- _What is being asked_: Lift every line from the entries that includes the word "instance".

- _Data for review_:
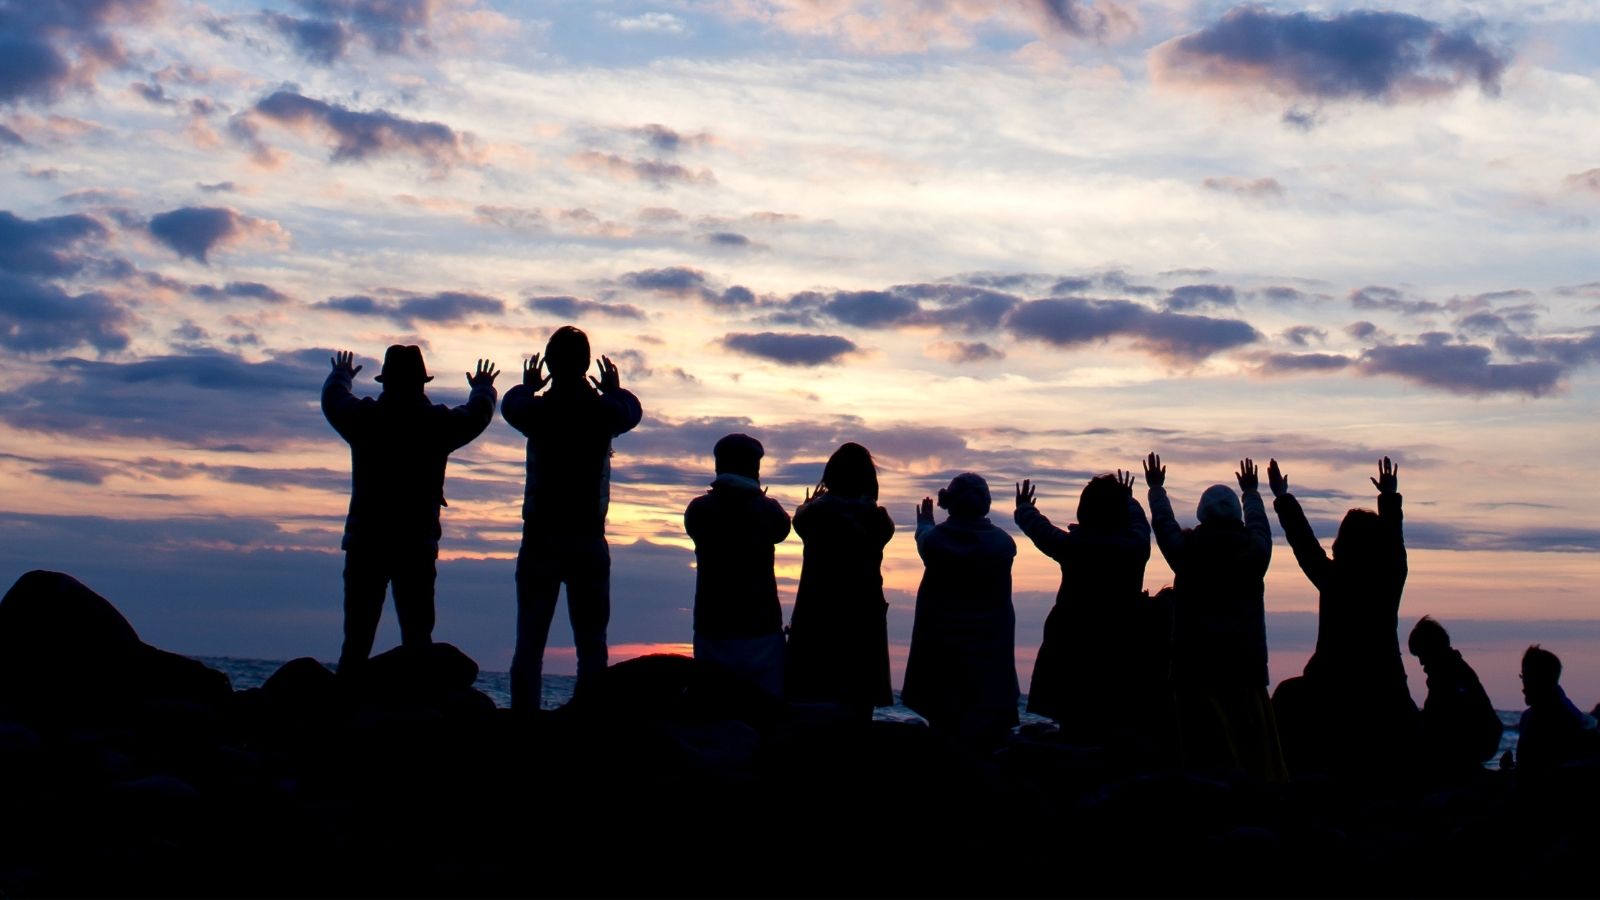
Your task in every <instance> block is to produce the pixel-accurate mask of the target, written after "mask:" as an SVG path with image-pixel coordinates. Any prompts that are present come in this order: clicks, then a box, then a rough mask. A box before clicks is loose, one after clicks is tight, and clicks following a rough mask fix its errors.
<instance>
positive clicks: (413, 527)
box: [322, 344, 499, 679]
mask: <svg viewBox="0 0 1600 900" xmlns="http://www.w3.org/2000/svg"><path fill="white" fill-rule="evenodd" d="M354 359H355V354H352V352H350V351H338V352H336V354H334V357H333V360H331V362H333V372H330V373H328V380H326V381H325V383H323V386H322V412H323V415H325V416H328V424H331V426H333V429H334V431H338V432H339V437H342V439H344V440H346V442H347V444H349V445H350V512H349V516H347V517H346V520H344V541H342V543H341V544H339V546H341V548H342V549H344V647H342V650H341V652H339V676H341V677H342V679H352V677H357V676H358V674H360V673H362V671H363V669H365V666H366V658H368V655H371V652H373V639H374V637H376V634H378V620H379V617H381V615H382V610H384V594H386V593H387V591H389V586H390V585H394V596H395V617H397V618H398V620H400V644H402V645H403V647H406V649H410V650H418V649H427V647H429V645H432V642H434V581H435V578H437V562H438V538H440V527H438V509H440V508H442V506H446V503H445V464H446V463H448V461H450V455H451V453H453V452H456V450H459V448H461V447H466V445H467V444H470V442H472V439H475V437H477V436H478V434H483V429H485V428H488V424H490V421H493V420H494V400H496V391H494V376H496V375H499V373H498V372H496V370H494V364H491V362H488V360H483V359H480V360H478V367H477V372H475V373H474V372H469V373H467V386H470V388H472V394H470V396H469V397H467V402H466V404H461V405H459V407H453V408H451V407H445V405H442V404H434V402H430V400H429V399H427V394H426V392H424V389H422V386H424V384H427V383H429V381H432V380H434V376H432V375H429V373H427V367H426V365H424V364H422V351H421V348H416V346H400V344H395V346H390V348H389V349H387V351H386V352H384V368H382V372H381V373H379V375H378V378H376V381H378V383H379V384H382V386H384V389H382V394H379V396H378V399H373V397H357V396H355V394H354V391H352V384H354V381H355V375H357V373H358V372H360V370H362V367H360V365H355V364H354Z"/></svg>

- _Finished exercise_:
Your task in every <instance> block is to produce the pixel-accurate mask of the target, written after "mask:" as an SVG path with image-pixel coordinates. Any prompts that are present come in this order: clicks, then a box, then a rough mask. A box before clicks is loose, one after clicks is tight, and clicks following a rough mask fix its errors.
<instance>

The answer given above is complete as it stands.